>> Start Document text

Stepdad is an American electronic/pop band based in Grand Rapids, Michigan.

History
Originally a duo, Stepdad was formed in Chicago, Illinois during the summer of 2009 when Mark Tafel and Ryan McCarthy, who were roommates at the time, began writing songs together in their apartment. They initially gained exposure in early 2010 when they composed a theme song for the popular web comic "Axe Cop".  The duo's song became the official theme song for the "Axe Cop" comic and motion comic.

In April 2010, the band released their first EP, Ordinaire, independently via Bandcamp. The EP spawned two singles, "Jungles" and "My Leather, My Fur, My Nails".

In June 2012, Stepdad released their debut LP, Wildlife Pop, under Black Bell Records. The album was recorded with producer Chris Zane.

Use in other media
"My Leather, My Fur, My Nails" was featured in the series finale of the television show Weeds.
"My Leather, My Fur, My Nails" also appears in the 2016 movie Beautiful Prison
"Jungles" appears in the EA Sports video game FIFA 13.

>> End Document text
>> Start Data extract

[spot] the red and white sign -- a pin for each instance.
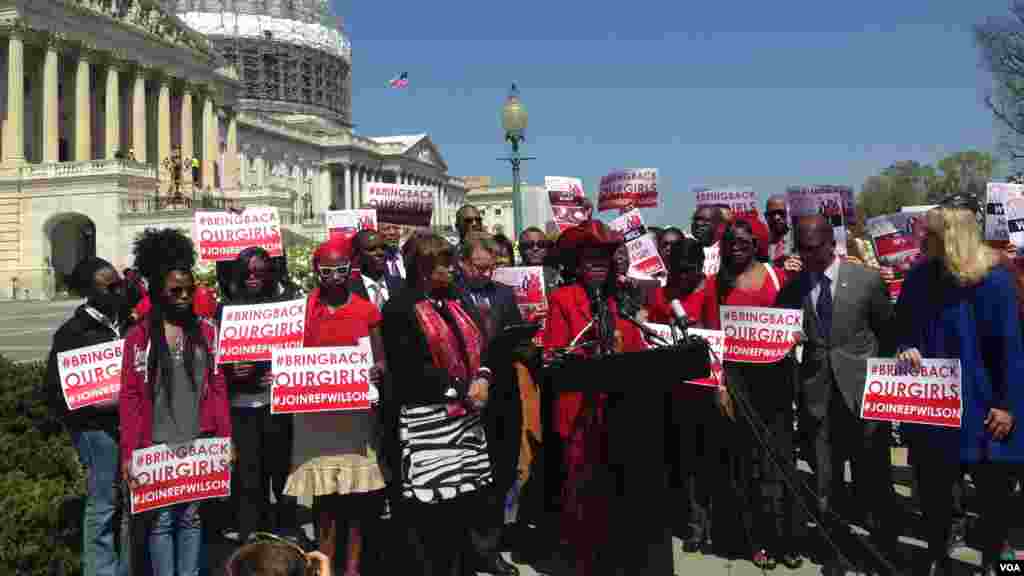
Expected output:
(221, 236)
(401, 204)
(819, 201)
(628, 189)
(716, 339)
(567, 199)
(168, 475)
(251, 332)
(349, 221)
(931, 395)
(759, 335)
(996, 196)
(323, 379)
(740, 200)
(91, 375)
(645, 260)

>> End Data extract
>> Start Data extract

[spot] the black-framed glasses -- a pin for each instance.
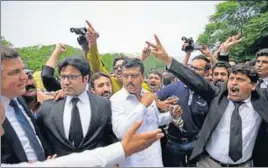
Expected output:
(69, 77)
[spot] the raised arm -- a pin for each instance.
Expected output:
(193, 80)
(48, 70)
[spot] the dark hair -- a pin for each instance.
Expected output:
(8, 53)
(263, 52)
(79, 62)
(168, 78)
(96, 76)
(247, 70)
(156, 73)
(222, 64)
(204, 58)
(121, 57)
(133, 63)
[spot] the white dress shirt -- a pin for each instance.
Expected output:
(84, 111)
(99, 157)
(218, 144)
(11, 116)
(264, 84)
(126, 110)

>> End Data extract
>> Start Data extract

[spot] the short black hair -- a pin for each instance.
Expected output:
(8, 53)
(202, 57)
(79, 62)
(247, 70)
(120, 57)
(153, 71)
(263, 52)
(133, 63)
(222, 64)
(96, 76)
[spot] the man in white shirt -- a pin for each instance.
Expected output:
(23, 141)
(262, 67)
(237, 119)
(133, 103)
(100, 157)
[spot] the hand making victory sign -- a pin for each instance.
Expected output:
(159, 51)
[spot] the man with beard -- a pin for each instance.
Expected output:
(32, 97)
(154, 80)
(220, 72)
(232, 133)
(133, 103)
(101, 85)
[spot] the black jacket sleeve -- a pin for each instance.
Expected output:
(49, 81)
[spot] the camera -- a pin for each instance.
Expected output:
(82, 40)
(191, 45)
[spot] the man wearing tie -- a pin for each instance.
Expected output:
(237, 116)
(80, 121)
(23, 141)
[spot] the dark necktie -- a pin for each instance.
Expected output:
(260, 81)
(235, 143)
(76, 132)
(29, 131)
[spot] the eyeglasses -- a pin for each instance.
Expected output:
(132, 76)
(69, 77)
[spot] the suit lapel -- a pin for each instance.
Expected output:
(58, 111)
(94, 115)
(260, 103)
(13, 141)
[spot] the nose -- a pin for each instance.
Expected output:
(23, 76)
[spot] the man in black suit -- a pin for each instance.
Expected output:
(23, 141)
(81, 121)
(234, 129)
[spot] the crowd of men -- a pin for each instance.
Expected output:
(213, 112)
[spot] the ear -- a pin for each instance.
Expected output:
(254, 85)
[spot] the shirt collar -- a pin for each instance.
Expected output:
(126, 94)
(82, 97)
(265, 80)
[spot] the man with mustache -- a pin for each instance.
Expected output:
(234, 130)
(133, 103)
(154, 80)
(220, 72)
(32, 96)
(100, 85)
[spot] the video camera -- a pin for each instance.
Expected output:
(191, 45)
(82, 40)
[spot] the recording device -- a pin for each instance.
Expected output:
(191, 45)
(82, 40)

>> End Data extract

● To be done
[1] According to the Stepdad text, which producer recorded the album Wildlife Pop with the band?
[2] Please transcribe everything in the Stepdad text from "In April 2010, the" down to "television show Weeds.".
[3] Pick up the Stepdad text after its last sentence and continue it.

● Results by task
[1] Chris Zane.

[2]
In April 2010, the band released their first EP, Ordinaire, independently via Bandcamp. The EP spawned two singles, "Jungles" and "My Leather, My Fur, My Nails".

In June 2012, Stepdad released their debut LP, Wildlife Pop, under Black Bell Records. The album was recorded with producer Chris Zane.

Use in other media
"My Leather, My Fur, My Nails" was featured in the series finale of the television show Weeds.

[3]
"Treasure Hugs" appears in the Ubisoft video game STEEP.
"Pick & Choose" and "Warrior" were featured in Season 6, Episode 4 of Gossip Girl.
"Must Land Running" was featured in a national BMW TV commercial called "Moments" that began airing in December 2013.
"Find Love" was featured in Season 2, Episode 14 of The Mindy Project.
"Warrior" was featured in Season 2, Episode 7 of the MTV series Teen Wolf.
"Parrot" and "Cutie Boots" have been used regularly as bump music on Adult Swim.

Discography
 Ordinaire EP (2010)
 Wildlife Pop (2012)
 Strange Tonight EP (2014)
 Masterbeast Theatre EP (2016)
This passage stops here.